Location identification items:
-- begin --
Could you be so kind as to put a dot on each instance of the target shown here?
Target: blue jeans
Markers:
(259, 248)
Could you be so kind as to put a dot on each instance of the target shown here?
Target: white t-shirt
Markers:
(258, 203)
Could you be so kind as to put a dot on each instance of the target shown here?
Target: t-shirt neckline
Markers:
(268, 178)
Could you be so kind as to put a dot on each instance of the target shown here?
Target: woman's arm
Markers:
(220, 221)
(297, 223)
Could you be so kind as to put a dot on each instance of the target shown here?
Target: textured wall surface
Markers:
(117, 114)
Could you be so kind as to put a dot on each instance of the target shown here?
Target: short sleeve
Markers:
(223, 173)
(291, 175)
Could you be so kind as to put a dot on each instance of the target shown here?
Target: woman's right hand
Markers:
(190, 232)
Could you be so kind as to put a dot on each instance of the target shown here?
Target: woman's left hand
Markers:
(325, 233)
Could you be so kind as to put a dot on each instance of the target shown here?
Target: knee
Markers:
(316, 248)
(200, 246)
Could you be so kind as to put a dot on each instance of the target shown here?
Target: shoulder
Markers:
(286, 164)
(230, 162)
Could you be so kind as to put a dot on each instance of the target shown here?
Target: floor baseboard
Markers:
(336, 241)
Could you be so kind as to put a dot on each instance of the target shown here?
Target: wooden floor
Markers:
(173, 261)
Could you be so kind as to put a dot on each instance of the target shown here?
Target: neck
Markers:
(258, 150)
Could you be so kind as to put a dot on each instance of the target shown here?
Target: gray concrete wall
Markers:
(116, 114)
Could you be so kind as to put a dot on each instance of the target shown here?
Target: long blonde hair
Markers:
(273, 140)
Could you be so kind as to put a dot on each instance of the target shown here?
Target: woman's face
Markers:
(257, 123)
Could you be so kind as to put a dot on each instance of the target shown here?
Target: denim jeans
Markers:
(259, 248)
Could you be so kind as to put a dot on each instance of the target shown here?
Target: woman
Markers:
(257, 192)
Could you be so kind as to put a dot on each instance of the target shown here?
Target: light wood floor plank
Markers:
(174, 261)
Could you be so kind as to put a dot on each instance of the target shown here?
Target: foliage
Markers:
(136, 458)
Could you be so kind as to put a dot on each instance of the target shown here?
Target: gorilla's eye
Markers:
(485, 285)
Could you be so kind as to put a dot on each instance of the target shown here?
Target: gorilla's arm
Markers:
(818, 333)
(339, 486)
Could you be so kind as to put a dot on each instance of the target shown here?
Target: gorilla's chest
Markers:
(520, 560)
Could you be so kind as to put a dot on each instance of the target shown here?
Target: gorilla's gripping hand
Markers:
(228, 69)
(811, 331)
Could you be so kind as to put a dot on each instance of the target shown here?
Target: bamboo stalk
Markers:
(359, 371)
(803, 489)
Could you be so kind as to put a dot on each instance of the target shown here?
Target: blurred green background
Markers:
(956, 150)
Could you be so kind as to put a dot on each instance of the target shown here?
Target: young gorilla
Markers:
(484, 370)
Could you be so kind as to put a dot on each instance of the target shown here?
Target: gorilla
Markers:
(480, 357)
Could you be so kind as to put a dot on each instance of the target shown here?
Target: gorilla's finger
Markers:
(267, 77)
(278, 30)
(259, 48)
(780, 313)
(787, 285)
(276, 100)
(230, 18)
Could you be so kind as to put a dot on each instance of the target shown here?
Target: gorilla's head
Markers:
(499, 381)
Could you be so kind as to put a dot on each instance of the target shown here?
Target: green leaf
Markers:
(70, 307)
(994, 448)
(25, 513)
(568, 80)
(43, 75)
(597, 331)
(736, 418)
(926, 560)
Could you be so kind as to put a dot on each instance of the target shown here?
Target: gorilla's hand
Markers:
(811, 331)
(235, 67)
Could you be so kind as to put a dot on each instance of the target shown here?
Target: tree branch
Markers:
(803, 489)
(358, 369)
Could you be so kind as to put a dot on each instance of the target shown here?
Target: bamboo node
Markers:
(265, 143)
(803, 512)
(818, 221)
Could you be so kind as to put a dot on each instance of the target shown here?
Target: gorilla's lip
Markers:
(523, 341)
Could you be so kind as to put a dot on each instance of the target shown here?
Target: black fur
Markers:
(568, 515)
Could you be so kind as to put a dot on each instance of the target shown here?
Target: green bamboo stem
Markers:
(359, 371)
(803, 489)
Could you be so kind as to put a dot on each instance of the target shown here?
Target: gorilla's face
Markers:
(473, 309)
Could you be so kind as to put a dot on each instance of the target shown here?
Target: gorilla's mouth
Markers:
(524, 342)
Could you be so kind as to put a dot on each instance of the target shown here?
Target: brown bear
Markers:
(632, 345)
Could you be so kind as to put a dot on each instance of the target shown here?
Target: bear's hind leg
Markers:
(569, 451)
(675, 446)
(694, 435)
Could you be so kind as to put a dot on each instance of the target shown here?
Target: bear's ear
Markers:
-- end --
■ The problem ■
From the data above, extract every line in its exact form.

■ Result ■
Could you be so kind as to put a dot on each instance of the target shown here?
Target: blue jeans
Markers:
(259, 248)
Could you be so kind as to put a dot on each instance of the target shown here?
Target: white t-shirt
Markers:
(258, 203)
Could you be so kind as to put a dot on each instance of the target shown here?
Target: t-shirt neckline
Markers:
(268, 178)
Could you be so kind as to put a dot on each instance of the target shown here?
Target: woman's arm
Markers:
(220, 221)
(297, 223)
Could you be so kind as to put a dot on each instance of the target shown here?
Target: textured wall surface
Markers:
(117, 114)
Could you be so kind as to put a dot on each instance of the target shown here?
Target: short sleeve
Markers:
(223, 173)
(291, 175)
Could you be so kind as to put a dot on each instance of the target shown here?
Target: woman's right hand
Markers:
(190, 232)
Could you be so kind as to put a dot on each instance of the target shown here?
Target: woman's left hand
Markers:
(325, 233)
Could you be so kind as to put a dot on each instance of the target shown here?
Target: knee
Markers:
(316, 248)
(200, 246)
Could you be so kind as to put a dot on each instance of the target shown here?
Target: shoulder
Markers:
(286, 164)
(230, 162)
Could you be so kind as to put a dot on each instance of the target shown here?
Target: floor baseboard
Markers:
(336, 241)
Could you be so kind as to put a dot on each instance of the target shown here?
Target: wooden floor
Markers:
(173, 261)
Could you be so kind as to put a dot on each instance of the target shown here?
Target: neck
Markers:
(258, 150)
Could you be so kind as to put a dot on each instance of the target shown here?
Target: gray concrete wall
Markers:
(116, 114)
Could you be so kind as to put a dot on each instance of the target shown here?
Target: long blonde hair
Markers:
(273, 140)
Could you be so kind as to put a dot on each instance of the target shown here?
Target: woman's face
Markers:
(257, 123)
Could you be so kind as to put a dot on each instance of the target shown here?
Target: denim jeans
Markers:
(259, 248)
Could you be so kind as to put a dot on each instance of the target shown here?
Target: woman
Markers:
(257, 192)
Could you be so kind as to put a dot on each instance of the target shown here?
Target: light wood floor plank
Markers:
(174, 261)
Could you be so kind as to put a dot on each instance of the target shown here?
Target: foliage
Markers:
(136, 458)
Could you be so kind as to put a dot on each instance of the target shown here?
Target: gorilla's eye
Markers:
(485, 285)
Could you be so kind as to put a dot on each instance of the target shown here?
Target: gorilla's arm
Markers:
(818, 333)
(339, 486)
Could you be so kind as to put a dot on each instance of the target shown here?
Target: gorilla's chest
Markers:
(520, 560)
Could you be so kind as to put a dot on each instance of the target shown here?
Target: gorilla's gripping hand
Markers:
(228, 69)
(811, 331)
Could you be so kind as to put a dot on each instance of the target shown here?
Target: bamboo stalk
Markers:
(359, 371)
(803, 489)
Could you be so kind as to put a dot on each instance of the target shown here?
Target: blurred green background
Markers:
(956, 150)
Could you be so kind as to put a dot on each instance of the target shown here?
Target: young gorilla
Markers:
(484, 370)
Could you be so kind as to put a dot on each instance of the target shown here?
Target: gorilla
Markers:
(480, 357)
Could you be so kind as to put a dot on each instance of the target shown here?
Target: gorilla's finger
Markers:
(267, 77)
(278, 30)
(259, 48)
(780, 313)
(787, 285)
(276, 100)
(230, 18)
Could you be so kind as to put a dot on each instance of the target shown here?
Target: gorilla's head
Markers:
(499, 381)
Could you be so kind as to put a dot on each instance of the target shown here?
Target: green leaf
Markers:
(70, 307)
(994, 448)
(25, 513)
(568, 80)
(43, 75)
(597, 331)
(736, 418)
(926, 560)
Could you be so kind as to put a dot on each instance of the target shown here?
Target: gorilla's hand
Markers:
(811, 331)
(235, 67)
Could you be so kind as to put a dot on each instance of the target shown here?
Target: tree branch
Markers:
(803, 489)
(358, 369)
Could you be so kind as to put a dot on each instance of the target shown here?
Target: bamboo node
Markers:
(265, 143)
(803, 512)
(818, 221)
Could you be so kind as to put a dot on each instance of the target shown here?
Target: gorilla's lip
Markers:
(523, 341)
Could you be so kind as to put a dot on each instance of the target shown here?
Target: black fur
Markers:
(568, 515)
Could you be so kind as to put a dot on each instance of the target shown here?
Target: green bamboo stem
Markers:
(359, 371)
(803, 489)
Could you be so kind as to put a dot on each instance of the target shown here?
Target: gorilla's face
Markers:
(473, 309)
Could you be so kind as to put a dot on each instance of the target shown here?
Target: gorilla's mouth
Markers:
(524, 342)
Could you be so kind as to put a dot on each instance of the target shown here?
Target: brown bear
Markers:
(632, 345)
Could you be so kind as to put a dot on each instance of the target shown here?
Target: bear's hind leg
Markers:
(569, 451)
(675, 446)
(694, 435)
Could you be so kind as to put a dot on each instance of the target shown here?
Target: bear's ear
Markers:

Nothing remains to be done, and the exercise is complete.